**Ne İsteniyor**
Aşağıdaki kayıtların tümünü, "innermost point" ifadesini geçtiği her yerde "central point" ile değiştirerek güncelleyin. Geri kalan hiçbir şeyi değiştirmeyin.

Nokta işaretleme veri kümesinden kayıtlar:
──────────
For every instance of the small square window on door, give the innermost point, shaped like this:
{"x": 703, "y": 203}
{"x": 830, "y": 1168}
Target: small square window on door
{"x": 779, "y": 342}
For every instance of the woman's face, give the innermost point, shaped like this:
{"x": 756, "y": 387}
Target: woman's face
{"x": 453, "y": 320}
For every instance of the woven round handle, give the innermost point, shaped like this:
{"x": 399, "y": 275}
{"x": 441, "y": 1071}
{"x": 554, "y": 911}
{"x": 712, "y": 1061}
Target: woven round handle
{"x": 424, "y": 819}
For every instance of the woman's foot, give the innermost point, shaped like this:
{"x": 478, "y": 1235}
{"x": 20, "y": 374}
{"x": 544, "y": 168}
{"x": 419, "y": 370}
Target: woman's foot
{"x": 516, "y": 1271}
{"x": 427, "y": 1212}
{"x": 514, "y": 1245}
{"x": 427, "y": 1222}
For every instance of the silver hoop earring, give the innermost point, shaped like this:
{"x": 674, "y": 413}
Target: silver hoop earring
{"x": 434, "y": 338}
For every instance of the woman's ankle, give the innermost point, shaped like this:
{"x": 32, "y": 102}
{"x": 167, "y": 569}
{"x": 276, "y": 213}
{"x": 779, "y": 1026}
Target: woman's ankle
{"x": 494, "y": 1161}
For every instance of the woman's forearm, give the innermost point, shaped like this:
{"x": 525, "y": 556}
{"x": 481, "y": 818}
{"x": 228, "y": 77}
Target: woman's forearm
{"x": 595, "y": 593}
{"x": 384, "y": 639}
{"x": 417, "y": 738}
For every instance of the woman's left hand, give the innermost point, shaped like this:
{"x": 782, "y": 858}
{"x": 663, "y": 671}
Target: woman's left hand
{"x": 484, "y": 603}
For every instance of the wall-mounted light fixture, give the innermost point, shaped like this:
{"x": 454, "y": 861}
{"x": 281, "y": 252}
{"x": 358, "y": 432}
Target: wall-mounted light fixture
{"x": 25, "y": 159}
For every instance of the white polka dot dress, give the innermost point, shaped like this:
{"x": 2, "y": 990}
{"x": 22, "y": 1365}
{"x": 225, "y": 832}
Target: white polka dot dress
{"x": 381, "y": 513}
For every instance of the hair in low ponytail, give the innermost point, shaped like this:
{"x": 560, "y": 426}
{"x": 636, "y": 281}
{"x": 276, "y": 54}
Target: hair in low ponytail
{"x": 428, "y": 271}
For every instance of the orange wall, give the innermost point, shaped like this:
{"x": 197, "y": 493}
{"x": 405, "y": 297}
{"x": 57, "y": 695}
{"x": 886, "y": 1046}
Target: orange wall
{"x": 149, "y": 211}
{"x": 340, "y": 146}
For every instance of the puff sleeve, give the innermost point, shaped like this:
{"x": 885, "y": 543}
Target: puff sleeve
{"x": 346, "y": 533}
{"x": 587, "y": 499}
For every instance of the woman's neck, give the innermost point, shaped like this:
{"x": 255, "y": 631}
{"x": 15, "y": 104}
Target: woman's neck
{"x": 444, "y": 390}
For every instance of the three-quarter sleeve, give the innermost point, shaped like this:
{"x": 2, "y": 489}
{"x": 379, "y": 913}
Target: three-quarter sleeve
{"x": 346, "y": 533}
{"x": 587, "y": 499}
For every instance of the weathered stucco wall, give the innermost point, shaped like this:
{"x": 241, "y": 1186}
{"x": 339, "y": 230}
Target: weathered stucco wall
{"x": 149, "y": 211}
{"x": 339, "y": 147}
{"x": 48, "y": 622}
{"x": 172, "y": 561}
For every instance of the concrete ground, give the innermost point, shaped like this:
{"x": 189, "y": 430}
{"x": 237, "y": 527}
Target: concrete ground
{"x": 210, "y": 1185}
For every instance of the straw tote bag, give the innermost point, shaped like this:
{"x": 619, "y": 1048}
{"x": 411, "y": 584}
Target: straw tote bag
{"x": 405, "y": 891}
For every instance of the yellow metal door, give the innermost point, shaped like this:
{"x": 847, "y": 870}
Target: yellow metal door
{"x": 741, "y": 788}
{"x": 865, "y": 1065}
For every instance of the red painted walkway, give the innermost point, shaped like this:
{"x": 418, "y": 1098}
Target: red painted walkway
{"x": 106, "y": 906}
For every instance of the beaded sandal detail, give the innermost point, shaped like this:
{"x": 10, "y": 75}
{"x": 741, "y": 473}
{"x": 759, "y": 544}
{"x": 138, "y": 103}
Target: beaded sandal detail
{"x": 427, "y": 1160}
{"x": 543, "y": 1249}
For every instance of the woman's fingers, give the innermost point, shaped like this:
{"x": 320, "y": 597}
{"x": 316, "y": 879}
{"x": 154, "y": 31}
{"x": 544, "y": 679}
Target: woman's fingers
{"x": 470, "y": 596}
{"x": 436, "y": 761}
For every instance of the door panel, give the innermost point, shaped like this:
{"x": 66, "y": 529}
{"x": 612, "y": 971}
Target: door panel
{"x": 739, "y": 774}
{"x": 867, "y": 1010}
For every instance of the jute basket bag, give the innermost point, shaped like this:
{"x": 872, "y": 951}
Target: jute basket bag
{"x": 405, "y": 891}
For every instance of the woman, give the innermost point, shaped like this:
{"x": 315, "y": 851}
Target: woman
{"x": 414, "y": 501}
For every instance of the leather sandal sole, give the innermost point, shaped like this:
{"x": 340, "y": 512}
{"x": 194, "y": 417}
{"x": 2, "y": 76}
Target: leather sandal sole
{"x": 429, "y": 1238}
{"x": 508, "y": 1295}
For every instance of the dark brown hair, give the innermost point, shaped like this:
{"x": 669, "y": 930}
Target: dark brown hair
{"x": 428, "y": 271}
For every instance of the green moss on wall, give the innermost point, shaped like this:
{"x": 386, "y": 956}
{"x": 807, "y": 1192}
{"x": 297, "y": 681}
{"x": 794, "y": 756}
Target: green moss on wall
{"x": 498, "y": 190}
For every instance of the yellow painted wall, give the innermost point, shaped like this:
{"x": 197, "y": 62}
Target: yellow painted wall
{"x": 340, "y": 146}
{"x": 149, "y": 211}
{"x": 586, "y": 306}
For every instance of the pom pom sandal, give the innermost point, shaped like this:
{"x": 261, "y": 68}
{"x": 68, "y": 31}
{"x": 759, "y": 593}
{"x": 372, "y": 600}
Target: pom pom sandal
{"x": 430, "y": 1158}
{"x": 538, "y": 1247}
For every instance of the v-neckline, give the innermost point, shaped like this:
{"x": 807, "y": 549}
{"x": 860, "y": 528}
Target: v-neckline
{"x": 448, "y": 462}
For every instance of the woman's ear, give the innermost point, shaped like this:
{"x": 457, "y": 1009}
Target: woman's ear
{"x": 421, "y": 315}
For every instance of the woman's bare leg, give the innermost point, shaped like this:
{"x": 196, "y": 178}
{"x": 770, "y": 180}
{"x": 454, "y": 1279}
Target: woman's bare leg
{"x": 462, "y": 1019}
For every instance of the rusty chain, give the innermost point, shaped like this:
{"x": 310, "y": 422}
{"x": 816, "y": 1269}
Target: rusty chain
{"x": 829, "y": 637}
──────────
**Yanıt**
For every instance of the small square window on door, give the central point, shaped like this:
{"x": 703, "y": 203}
{"x": 830, "y": 1168}
Target: small square window on door
{"x": 779, "y": 342}
For every instance of the woman's face, give the central point, shaped like this:
{"x": 756, "y": 387}
Target: woman's face
{"x": 453, "y": 320}
For every instance of the woven round handle, give the central point, shaped like this:
{"x": 399, "y": 275}
{"x": 441, "y": 1071}
{"x": 554, "y": 911}
{"x": 712, "y": 1061}
Target: woven round handle
{"x": 424, "y": 819}
For every instance of the woman's foot, give the central point, shaped like this:
{"x": 478, "y": 1235}
{"x": 20, "y": 374}
{"x": 544, "y": 168}
{"x": 419, "y": 370}
Target: woman's foot
{"x": 516, "y": 1271}
{"x": 427, "y": 1212}
{"x": 514, "y": 1245}
{"x": 427, "y": 1222}
For every instance of the silver hoop earring, give the central point, shaped like this:
{"x": 674, "y": 413}
Target: silver hoop earring
{"x": 434, "y": 338}
For every instance of the woman's ankle, give the central point, shaped like this:
{"x": 32, "y": 102}
{"x": 167, "y": 569}
{"x": 276, "y": 213}
{"x": 779, "y": 1026}
Target: woman's ankle
{"x": 494, "y": 1161}
For every instance of the woman's forearm, give the central point, shaped like this:
{"x": 525, "y": 556}
{"x": 481, "y": 818}
{"x": 228, "y": 77}
Target: woman's forearm
{"x": 595, "y": 593}
{"x": 384, "y": 639}
{"x": 417, "y": 738}
For every instance of the woman's left hand, give the central point, shaped like this:
{"x": 782, "y": 858}
{"x": 663, "y": 671}
Target: woman's left hand
{"x": 484, "y": 603}
For every instance of the wall-mounted light fixture, give the central point, shaped like this:
{"x": 454, "y": 861}
{"x": 281, "y": 252}
{"x": 358, "y": 432}
Target: wall-mounted light fixture
{"x": 25, "y": 159}
For every instance of the white polka dot dress, give the central point, shaped like this:
{"x": 2, "y": 990}
{"x": 22, "y": 1365}
{"x": 225, "y": 832}
Target: white polka dot dress
{"x": 381, "y": 513}
For every instance of the hair in low ponytail, give the central point, shaped like this:
{"x": 560, "y": 426}
{"x": 636, "y": 281}
{"x": 276, "y": 54}
Target: hair in low ponytail
{"x": 428, "y": 271}
For every instance of the orange wall, give the central point, shaped like this:
{"x": 197, "y": 493}
{"x": 405, "y": 297}
{"x": 57, "y": 695}
{"x": 886, "y": 1046}
Target: orange wall
{"x": 149, "y": 211}
{"x": 340, "y": 146}
For every instance of the puff sleeve, give the central point, shaped like this:
{"x": 885, "y": 543}
Target: puff sleeve
{"x": 346, "y": 533}
{"x": 587, "y": 499}
For every instance of the woman's neck, give the central point, shaped like this:
{"x": 255, "y": 631}
{"x": 15, "y": 104}
Target: woman's neck
{"x": 444, "y": 390}
For every instance of the three-quarter sleeve, give the central point, shaped like this:
{"x": 2, "y": 489}
{"x": 379, "y": 913}
Target: three-quarter sleeve
{"x": 346, "y": 533}
{"x": 587, "y": 499}
For every instance of the weathered stucco wall, give the central point, shaped like this:
{"x": 241, "y": 1186}
{"x": 339, "y": 230}
Target: weathered stucco wall
{"x": 149, "y": 211}
{"x": 339, "y": 147}
{"x": 48, "y": 622}
{"x": 172, "y": 561}
For every instance of the concrete ground, give the central point, shaped like this:
{"x": 189, "y": 430}
{"x": 237, "y": 527}
Target: concrete ground
{"x": 210, "y": 1185}
For every instance of the straw tote bag, give the central point, shaped like this:
{"x": 619, "y": 1048}
{"x": 411, "y": 584}
Target: straw tote bag
{"x": 405, "y": 891}
For every instance of the yellow metal door, give the central point, shaped like this:
{"x": 847, "y": 870}
Target: yellow metal door
{"x": 741, "y": 788}
{"x": 865, "y": 1065}
For every instance of the red painted walkway, give the central point, shaped like this:
{"x": 418, "y": 1098}
Target: red painted walkway
{"x": 106, "y": 906}
For every instance of the beaded sandal detail, give the central point, shaped like this:
{"x": 10, "y": 75}
{"x": 741, "y": 473}
{"x": 759, "y": 544}
{"x": 138, "y": 103}
Target: beaded sandal detail
{"x": 427, "y": 1160}
{"x": 543, "y": 1249}
For every instance of the woman's fingers, give the central point, shaped like this:
{"x": 320, "y": 597}
{"x": 316, "y": 879}
{"x": 154, "y": 31}
{"x": 544, "y": 679}
Target: woman's fingers
{"x": 470, "y": 596}
{"x": 436, "y": 761}
For every instance of the door panel, give the central point, shaped like this:
{"x": 66, "y": 529}
{"x": 612, "y": 971}
Target: door panel
{"x": 739, "y": 774}
{"x": 867, "y": 1010}
For every instance of the jute basket bag, give the central point, shaped like this:
{"x": 872, "y": 951}
Target: jute basket bag
{"x": 405, "y": 891}
For every instance of the woman, give the central point, shaped like this:
{"x": 315, "y": 851}
Target: woman
{"x": 414, "y": 501}
For every instance of the leather sandal sole, give the central point, shaped like this:
{"x": 340, "y": 512}
{"x": 194, "y": 417}
{"x": 2, "y": 76}
Target: leather sandal sole
{"x": 429, "y": 1238}
{"x": 508, "y": 1295}
For every instance of the dark brown hair, give the central point, shaped like this:
{"x": 669, "y": 930}
Target: dark brown hair
{"x": 428, "y": 271}
For every instance of the green moss on wall, give the central point, shaped like this:
{"x": 386, "y": 956}
{"x": 807, "y": 1192}
{"x": 297, "y": 681}
{"x": 794, "y": 756}
Target: green moss on wall
{"x": 498, "y": 190}
For every instance of the yellow painted wall, give the central point, shaped like this:
{"x": 197, "y": 62}
Target: yellow painted wall
{"x": 340, "y": 146}
{"x": 149, "y": 211}
{"x": 586, "y": 306}
For every instance of the pom pom sandal, give the central point, shaped like this:
{"x": 261, "y": 68}
{"x": 68, "y": 31}
{"x": 759, "y": 593}
{"x": 372, "y": 600}
Target: pom pom sandal
{"x": 430, "y": 1158}
{"x": 538, "y": 1247}
For every instance of the v-neckline, give the central point, shaped like this:
{"x": 807, "y": 549}
{"x": 860, "y": 528}
Target: v-neckline
{"x": 448, "y": 462}
For every instance of the woman's ear, give the central point, shaped like this:
{"x": 457, "y": 1009}
Target: woman's ear
{"x": 421, "y": 315}
For every instance of the woman's bare leg, give the central point, shaped like this:
{"x": 196, "y": 178}
{"x": 770, "y": 180}
{"x": 454, "y": 1279}
Target: woman's bare leg
{"x": 462, "y": 1019}
For every instance of the rusty chain, give the central point, shaped like this:
{"x": 310, "y": 422}
{"x": 816, "y": 1269}
Target: rusty chain
{"x": 829, "y": 637}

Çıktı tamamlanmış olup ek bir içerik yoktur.